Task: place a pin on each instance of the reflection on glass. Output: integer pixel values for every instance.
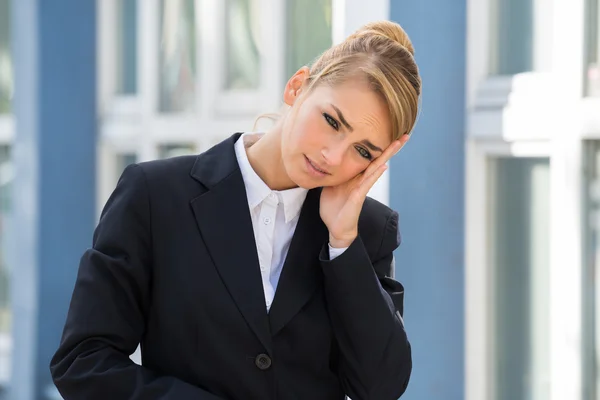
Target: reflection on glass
(6, 73)
(520, 189)
(593, 51)
(127, 47)
(242, 44)
(175, 150)
(5, 193)
(308, 32)
(177, 62)
(512, 37)
(591, 274)
(123, 160)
◆ ◆ ◆
* **Assignment**
Please print the material exactly as given above, omitting the pictures.

* **Response box**
Task: place a pin on each instance of the reflection on glass. Output: integer pixel values for every instance.
Target: reflection on glass
(6, 73)
(520, 189)
(593, 51)
(127, 47)
(242, 44)
(175, 150)
(5, 193)
(308, 32)
(177, 62)
(512, 37)
(591, 274)
(123, 160)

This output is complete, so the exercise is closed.